Your instructions: Write out every line of the records below as a numbered list, skipping any blank lines.

* Start Recorded data *

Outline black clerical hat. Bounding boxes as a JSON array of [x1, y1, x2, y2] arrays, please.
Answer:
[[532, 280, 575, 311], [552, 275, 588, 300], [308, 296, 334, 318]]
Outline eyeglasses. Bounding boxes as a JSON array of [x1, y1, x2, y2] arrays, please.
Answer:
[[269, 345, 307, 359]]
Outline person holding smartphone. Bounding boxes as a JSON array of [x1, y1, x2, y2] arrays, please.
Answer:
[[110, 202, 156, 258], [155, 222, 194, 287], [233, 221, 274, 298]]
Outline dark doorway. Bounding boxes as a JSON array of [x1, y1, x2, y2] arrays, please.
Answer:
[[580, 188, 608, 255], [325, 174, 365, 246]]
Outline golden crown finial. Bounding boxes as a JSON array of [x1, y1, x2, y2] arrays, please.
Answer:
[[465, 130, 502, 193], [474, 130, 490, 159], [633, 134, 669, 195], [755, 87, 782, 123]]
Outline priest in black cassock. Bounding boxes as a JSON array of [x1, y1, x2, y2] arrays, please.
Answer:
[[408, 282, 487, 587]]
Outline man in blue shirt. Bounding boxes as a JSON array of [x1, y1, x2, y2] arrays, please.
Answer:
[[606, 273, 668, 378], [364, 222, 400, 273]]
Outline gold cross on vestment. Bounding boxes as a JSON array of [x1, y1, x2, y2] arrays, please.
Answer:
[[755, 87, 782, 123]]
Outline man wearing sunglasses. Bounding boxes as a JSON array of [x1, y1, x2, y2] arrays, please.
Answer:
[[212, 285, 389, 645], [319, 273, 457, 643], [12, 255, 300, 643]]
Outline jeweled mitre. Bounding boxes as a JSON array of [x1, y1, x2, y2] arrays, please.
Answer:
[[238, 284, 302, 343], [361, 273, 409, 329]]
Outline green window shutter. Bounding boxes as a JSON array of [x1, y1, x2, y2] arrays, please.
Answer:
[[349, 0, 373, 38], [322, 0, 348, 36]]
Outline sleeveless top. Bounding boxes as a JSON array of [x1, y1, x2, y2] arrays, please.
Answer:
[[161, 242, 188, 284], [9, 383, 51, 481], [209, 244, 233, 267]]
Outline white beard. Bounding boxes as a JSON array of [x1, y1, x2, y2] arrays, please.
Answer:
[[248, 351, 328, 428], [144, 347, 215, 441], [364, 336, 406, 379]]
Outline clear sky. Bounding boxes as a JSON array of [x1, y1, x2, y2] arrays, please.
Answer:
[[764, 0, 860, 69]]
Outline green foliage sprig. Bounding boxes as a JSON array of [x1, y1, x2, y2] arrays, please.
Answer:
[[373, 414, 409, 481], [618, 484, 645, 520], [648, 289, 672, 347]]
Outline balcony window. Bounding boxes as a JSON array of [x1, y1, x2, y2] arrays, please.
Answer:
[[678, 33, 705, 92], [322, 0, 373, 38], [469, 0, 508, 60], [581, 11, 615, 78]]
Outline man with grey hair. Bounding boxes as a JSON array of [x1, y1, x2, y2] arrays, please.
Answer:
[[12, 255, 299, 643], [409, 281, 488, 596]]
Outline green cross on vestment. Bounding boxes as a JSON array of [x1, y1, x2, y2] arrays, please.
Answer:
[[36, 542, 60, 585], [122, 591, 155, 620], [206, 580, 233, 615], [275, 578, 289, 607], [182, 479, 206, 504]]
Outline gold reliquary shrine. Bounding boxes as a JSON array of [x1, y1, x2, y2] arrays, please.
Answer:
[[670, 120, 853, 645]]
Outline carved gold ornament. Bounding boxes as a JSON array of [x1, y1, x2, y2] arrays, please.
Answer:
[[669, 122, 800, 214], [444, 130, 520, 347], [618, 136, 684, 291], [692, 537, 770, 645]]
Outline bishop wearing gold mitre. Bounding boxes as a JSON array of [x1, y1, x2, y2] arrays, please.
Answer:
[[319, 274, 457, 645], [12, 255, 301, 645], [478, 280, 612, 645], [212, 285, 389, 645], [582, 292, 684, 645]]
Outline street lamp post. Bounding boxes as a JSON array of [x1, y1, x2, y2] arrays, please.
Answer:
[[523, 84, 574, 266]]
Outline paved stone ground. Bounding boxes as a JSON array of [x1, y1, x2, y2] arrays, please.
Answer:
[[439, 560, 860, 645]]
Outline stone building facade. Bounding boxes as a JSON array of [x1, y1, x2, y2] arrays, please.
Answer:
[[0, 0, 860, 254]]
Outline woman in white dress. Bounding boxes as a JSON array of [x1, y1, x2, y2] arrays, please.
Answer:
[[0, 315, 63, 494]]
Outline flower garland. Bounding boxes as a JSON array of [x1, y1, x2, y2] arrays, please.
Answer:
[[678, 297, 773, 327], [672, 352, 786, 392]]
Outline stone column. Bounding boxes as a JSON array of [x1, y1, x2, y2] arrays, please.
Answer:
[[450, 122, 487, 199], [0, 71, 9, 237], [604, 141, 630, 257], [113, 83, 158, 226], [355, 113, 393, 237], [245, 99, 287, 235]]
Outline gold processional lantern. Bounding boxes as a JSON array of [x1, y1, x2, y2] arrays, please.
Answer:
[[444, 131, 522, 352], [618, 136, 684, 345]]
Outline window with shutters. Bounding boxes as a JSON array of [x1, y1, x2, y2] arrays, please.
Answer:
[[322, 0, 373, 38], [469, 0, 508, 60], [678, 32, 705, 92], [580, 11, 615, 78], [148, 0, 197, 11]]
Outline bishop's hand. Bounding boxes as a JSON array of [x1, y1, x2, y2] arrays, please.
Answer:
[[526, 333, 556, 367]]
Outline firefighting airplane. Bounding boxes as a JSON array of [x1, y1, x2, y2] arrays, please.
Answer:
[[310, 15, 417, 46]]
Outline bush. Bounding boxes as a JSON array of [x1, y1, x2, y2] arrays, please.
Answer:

* End Recorded data *

Result below:
1. Outline black clerical hat. Bounding boxes as a JSON array of [x1, y1, x2, y2] arrays, please.
2. Answer:
3. [[532, 280, 575, 311], [552, 275, 588, 300], [308, 296, 334, 318]]
4. Outline eyeglasses. Bounding boxes as a JSON array of [x1, y1, x2, y2] arrays, please.
5. Answer:
6. [[269, 345, 307, 359]]
7. Outline person holding smartphone. Bounding boxes as a JSON array of [x1, y1, x2, y2] arrays, please.
8. Answer:
9. [[110, 202, 156, 258], [155, 222, 194, 287], [233, 221, 274, 298]]
10. Outline dark doorway. Bounding boxes as a JSON array of [x1, y1, x2, y2] arrays, please.
11. Answer:
12. [[580, 188, 608, 255], [325, 174, 365, 246]]
13. Outline golden crown finial. Bounding boxes as a JSON array of [x1, y1, x2, y2] arrays, please.
14. Answer:
15. [[465, 130, 502, 193], [474, 130, 490, 159], [633, 134, 669, 195], [755, 87, 782, 123]]
16. Outline priest in black cassock. Bounding boxes as a JSON array of [x1, y1, x2, y2] arrays, please.
17. Answer:
18. [[408, 282, 487, 587]]
19. Outline man in blue shirt. Bounding boxes as a JSON array of [x1, y1, x2, y2] arrays, please.
20. Answer:
21. [[606, 273, 668, 378], [364, 222, 400, 273]]
22. Outline gold cross on vestment. Bounding boxes as a JSON array of [x1, y1, x2, y2] arrays, please.
23. Answer:
24. [[755, 87, 782, 123]]
25. Outline man wearing sunglasses. Bounding boxes as a JSON array of [x1, y1, x2, y2] arrays, please.
26. Answer:
27. [[212, 285, 389, 645], [319, 273, 457, 643], [12, 255, 300, 643]]
28. Outline jeweled mitre. Bounding boxes as a JSON array of [x1, y1, x2, y2] arrays, please.
29. Answer:
30. [[238, 284, 302, 343], [361, 273, 409, 329]]
31. Outline green window shutter. Bounding boxes as a JSON array of [x1, y1, x2, y2] arrays, please.
32. Answer:
33. [[349, 0, 373, 38], [322, 0, 348, 36]]
34. Outline sleeveless top. Bounding boxes as a JSON array of [x1, y1, x2, y2] arrays, please.
35. Answer:
36. [[161, 242, 188, 284], [9, 383, 51, 481], [209, 244, 233, 267]]
37. Outline white beard. Bounding boxes as a JSON array of [x1, y1, x2, y2] arrays, please.
38. Answer:
39. [[248, 351, 328, 428], [144, 347, 215, 441], [364, 336, 406, 379]]
40. Outline clear sky. Bounding boxes as a JSON array of [x1, y1, x2, y2] arrays, please.
41. Answer:
42. [[764, 0, 860, 69]]
43. Outline green foliage sprig. Bounding boxes as a JSON array of [x1, y1, x2, y2] arrays, please.
44. Answer:
45. [[373, 414, 409, 481], [618, 484, 645, 520], [648, 289, 672, 347]]
46. Outline balcony window. Bounding boxes as a JSON array of [x1, y1, x2, y2] arrays, please.
47. Answer:
48. [[678, 33, 705, 92], [322, 0, 373, 38], [469, 0, 508, 60], [581, 11, 615, 78]]
49. Outline man with grey hair. Bounding boxes as a JSON array of [x1, y1, x2, y2] arrays, please.
50. Answer:
51. [[12, 255, 299, 643], [409, 281, 488, 596]]
52. Outline green cross on vestment. Bounding boxes as a JSON array of [x1, y1, x2, y2] arrays, please.
53. Answer:
54. [[36, 542, 60, 585], [122, 591, 155, 620], [206, 580, 233, 615], [275, 578, 289, 607], [182, 479, 206, 504]]
55. Outline gold reliquary shrine. Bounding boxes as a JSON array of [x1, y1, x2, y2] arrays, please.
56. Answer:
57. [[670, 120, 853, 645]]
58. Outline carved gold ornament. Bounding boxes as a JSON array of [x1, y1, x2, y2] arrays, please.
59. Answer:
60. [[669, 122, 800, 214], [444, 130, 520, 347], [618, 136, 684, 291], [692, 537, 770, 645]]
61. Outline bishop wearing gold mitre. Bounding boxes as a JSON array of [x1, y1, x2, y2] arrays, please.
62. Answer:
63. [[319, 274, 457, 645], [12, 255, 301, 645], [478, 280, 612, 645], [212, 285, 389, 645], [582, 292, 684, 645]]
64. Outline street lamp post. Bounding boxes as a JSON array of [x1, y1, x2, y2] arrays, please.
65. Answer:
66. [[523, 84, 574, 266]]
67. Outline paved stone ground. Bounding boxes as a JSON array of [x1, y1, x2, y2] arrays, please.
68. Answer:
69. [[439, 560, 860, 645]]
70. Outline stone building facade. Bounding boxes as a JSON array of [x1, y1, x2, y2] arrays, please.
71. Answer:
72. [[0, 0, 860, 254]]
73. Outline woman in white dress. Bounding boxes as a JSON array of [x1, y1, x2, y2] arrays, please.
74. Answer:
75. [[0, 315, 63, 494]]
76. Outline flower garland. Bounding boxes as a JSON array of [x1, y1, x2, y2] arrays, please.
77. Answer:
78. [[678, 297, 773, 327], [672, 352, 786, 392]]
79. Outline stone column. Bounding boxes as a JSON array of [x1, y1, x2, y2] arrays, please.
80. Answer:
81. [[450, 122, 487, 199], [0, 71, 9, 237], [604, 141, 630, 257], [113, 83, 158, 226], [355, 113, 393, 237], [245, 99, 287, 235]]
82. Outline gold processional lantern. Bounding boxes as a JSON array of [x1, y1, x2, y2] arrays, please.
83. Answer:
84. [[444, 131, 522, 352], [618, 136, 684, 345]]
85. Outline window with shutters. Bounding boxes as a JSON array of [x1, y1, x2, y2] arrays, please.
86. Answer:
87. [[322, 0, 373, 38], [469, 0, 508, 60], [678, 32, 705, 92], [580, 11, 615, 78], [148, 0, 197, 11]]
88. Outline bishop's hand. Bounding boxes as a JSON array of [x1, y1, x2, y2] arrays, please.
89. Answer:
90. [[526, 333, 556, 367]]
91. Outline firefighting airplane. Bounding boxes as a JSON array of [x1, y1, x2, y2] arrays, please.
92. Answer:
93. [[310, 15, 417, 46]]
94. Outline bush. Bounding boxes as a JSON array of [x1, y1, x2, y2] arrays, please.
95. Answer:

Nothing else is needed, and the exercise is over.